Collected data entries
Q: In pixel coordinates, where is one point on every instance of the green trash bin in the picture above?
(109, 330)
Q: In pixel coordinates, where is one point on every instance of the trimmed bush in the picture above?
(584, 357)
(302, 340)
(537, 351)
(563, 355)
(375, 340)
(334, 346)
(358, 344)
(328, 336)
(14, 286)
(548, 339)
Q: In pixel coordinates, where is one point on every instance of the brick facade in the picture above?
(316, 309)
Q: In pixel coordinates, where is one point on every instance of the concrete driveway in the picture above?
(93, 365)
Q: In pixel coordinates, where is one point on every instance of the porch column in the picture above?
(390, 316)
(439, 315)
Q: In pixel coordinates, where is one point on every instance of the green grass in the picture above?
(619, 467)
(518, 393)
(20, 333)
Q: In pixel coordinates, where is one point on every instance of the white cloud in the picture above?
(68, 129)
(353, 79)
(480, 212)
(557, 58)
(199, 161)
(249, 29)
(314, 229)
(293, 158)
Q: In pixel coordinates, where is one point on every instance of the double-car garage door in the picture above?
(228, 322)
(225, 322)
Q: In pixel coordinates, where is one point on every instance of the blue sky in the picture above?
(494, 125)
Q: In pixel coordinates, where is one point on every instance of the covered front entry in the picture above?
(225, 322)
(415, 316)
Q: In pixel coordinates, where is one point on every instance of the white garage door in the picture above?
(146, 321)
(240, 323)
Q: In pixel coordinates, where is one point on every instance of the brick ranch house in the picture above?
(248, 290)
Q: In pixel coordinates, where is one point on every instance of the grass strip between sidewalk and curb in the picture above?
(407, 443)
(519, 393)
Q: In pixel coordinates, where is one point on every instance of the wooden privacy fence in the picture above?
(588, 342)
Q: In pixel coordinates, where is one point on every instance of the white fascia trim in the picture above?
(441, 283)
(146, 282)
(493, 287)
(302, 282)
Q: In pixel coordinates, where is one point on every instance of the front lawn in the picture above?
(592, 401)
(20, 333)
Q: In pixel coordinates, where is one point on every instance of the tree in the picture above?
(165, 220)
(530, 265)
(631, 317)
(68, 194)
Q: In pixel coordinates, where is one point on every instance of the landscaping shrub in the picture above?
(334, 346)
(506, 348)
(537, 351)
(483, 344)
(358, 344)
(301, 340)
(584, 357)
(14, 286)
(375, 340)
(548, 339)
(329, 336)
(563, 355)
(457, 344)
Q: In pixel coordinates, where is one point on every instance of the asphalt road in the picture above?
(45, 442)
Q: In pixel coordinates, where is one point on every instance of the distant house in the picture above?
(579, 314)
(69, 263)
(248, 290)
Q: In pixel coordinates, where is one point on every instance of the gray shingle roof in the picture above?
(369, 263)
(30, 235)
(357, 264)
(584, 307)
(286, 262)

--

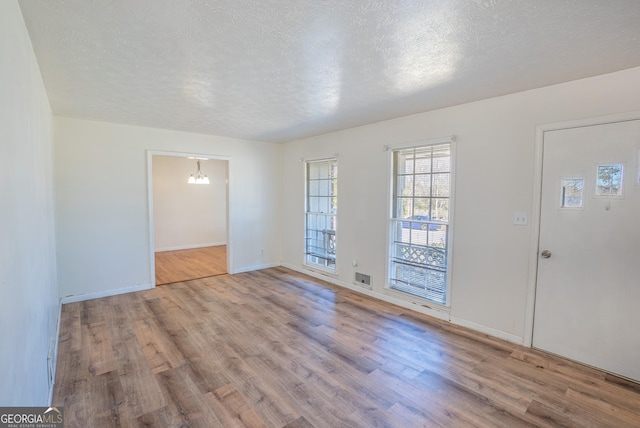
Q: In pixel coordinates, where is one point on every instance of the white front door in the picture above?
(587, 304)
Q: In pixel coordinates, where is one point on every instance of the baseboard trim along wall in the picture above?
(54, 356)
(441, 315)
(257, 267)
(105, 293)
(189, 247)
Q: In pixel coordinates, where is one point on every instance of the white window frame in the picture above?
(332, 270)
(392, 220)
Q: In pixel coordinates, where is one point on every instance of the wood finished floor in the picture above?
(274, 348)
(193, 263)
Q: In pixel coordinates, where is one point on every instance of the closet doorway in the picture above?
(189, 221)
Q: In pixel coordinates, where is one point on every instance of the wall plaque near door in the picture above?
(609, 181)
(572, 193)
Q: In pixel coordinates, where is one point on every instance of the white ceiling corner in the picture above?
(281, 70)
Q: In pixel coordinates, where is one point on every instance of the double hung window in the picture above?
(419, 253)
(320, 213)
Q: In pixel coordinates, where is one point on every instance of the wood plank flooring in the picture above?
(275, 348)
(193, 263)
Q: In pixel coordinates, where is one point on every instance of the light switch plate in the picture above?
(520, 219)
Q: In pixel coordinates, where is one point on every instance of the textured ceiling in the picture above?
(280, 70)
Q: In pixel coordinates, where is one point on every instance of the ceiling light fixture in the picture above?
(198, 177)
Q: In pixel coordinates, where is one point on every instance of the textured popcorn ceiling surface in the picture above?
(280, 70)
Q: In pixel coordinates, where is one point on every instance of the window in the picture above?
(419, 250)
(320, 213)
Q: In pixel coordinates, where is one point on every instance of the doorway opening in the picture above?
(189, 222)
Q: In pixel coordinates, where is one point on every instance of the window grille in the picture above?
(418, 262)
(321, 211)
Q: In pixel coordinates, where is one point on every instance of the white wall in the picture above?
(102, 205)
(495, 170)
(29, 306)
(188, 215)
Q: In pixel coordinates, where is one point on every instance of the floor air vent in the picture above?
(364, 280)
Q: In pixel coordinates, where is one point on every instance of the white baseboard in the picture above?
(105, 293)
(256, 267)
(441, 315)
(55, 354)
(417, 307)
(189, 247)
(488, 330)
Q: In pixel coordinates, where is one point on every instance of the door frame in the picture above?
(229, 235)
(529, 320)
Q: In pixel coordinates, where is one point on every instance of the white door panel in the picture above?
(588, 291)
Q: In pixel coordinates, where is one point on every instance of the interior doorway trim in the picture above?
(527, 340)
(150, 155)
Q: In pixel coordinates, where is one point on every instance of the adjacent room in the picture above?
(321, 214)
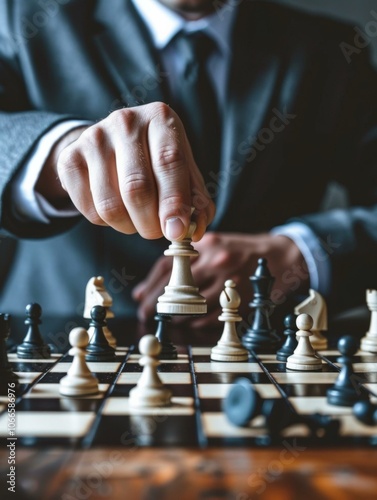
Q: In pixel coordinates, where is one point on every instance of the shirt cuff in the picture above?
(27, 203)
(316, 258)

◆ **STATED GOAL**
Show every row above that contains the word "green", copied in full. Match case exactly.

◆ **SOLVED EXERCISE**
Q: In pixel coordinates, where is one point on every instance of the green trash bin in the picture above?
Q: In pixel coordinates, where is one point on every instance of the green grass in the picture above?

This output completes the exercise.